* [YOUR OBJECTIVE] Could you revise these rows so that every "overcast white sky" becomes "cloudy gray sky", with nothing else altered and the pictures left out?

(Part of a data file)

───

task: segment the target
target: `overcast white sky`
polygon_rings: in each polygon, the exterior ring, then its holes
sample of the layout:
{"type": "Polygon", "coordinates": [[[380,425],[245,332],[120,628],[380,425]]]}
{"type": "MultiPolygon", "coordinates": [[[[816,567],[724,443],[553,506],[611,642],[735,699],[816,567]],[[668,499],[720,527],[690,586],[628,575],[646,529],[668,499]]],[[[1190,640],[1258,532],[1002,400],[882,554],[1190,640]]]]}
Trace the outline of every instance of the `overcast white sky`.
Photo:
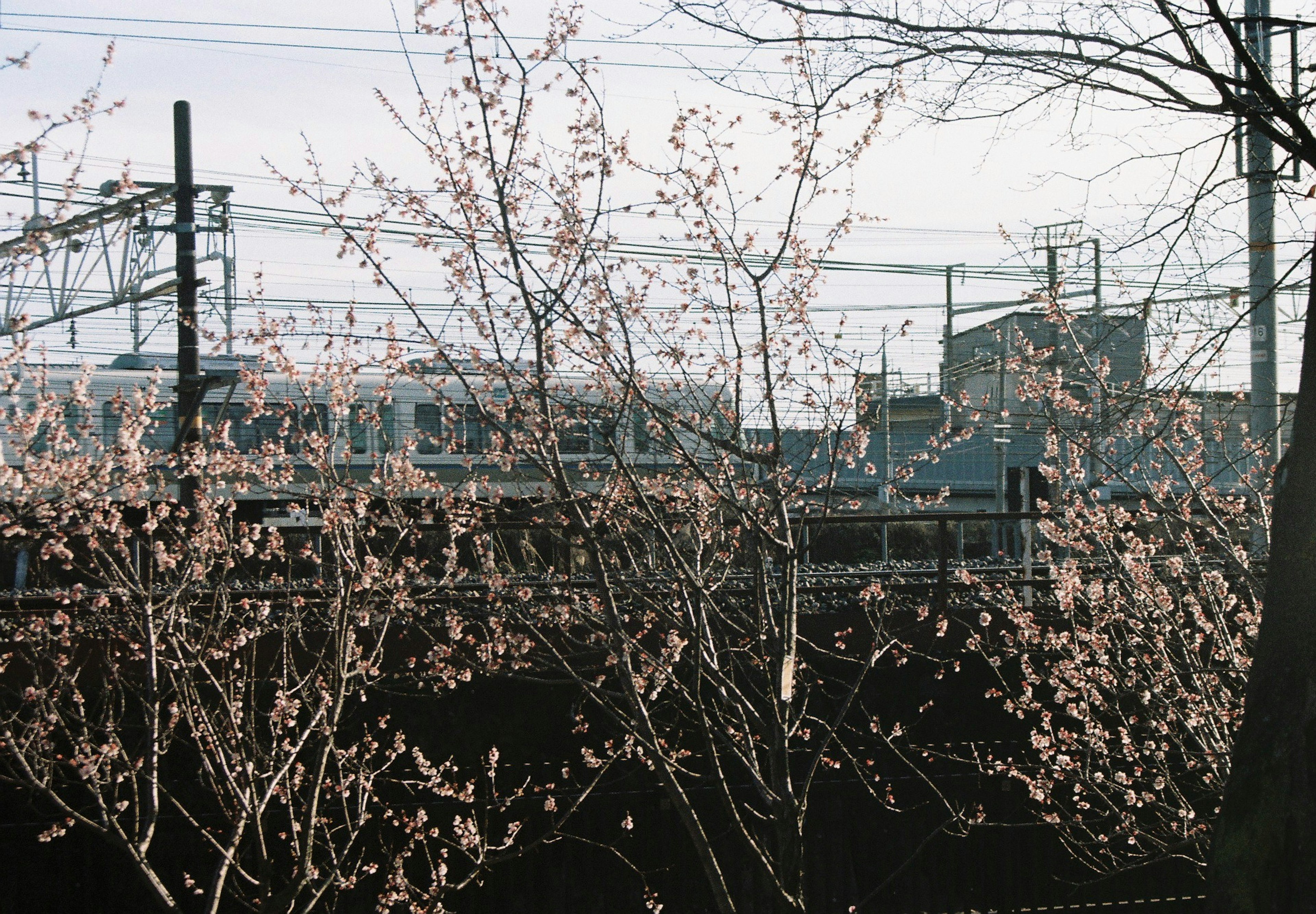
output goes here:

───

* [ANSWER TO THE TASK]
task: segment the target
target: `cloudy gray sky`
polygon_rings: in each polygon, the exterior ring, then its holes
sample of the layout:
{"type": "Polygon", "coordinates": [[[380,425],[245,332],[120,628],[380,425]]]}
{"type": "MultiPolygon", "coordinates": [[[[816,567],[724,443],[553,506],[611,642],[735,699],[816,567]],[[668,499],[720,527],[690,586],[628,575],[646,529],[668,499]]],[[[1190,640],[1258,532],[1002,400],[882,554],[1190,640]]]]}
Trace the outline of every instance of the `cloudy gray sky`.
Photo:
output goes here:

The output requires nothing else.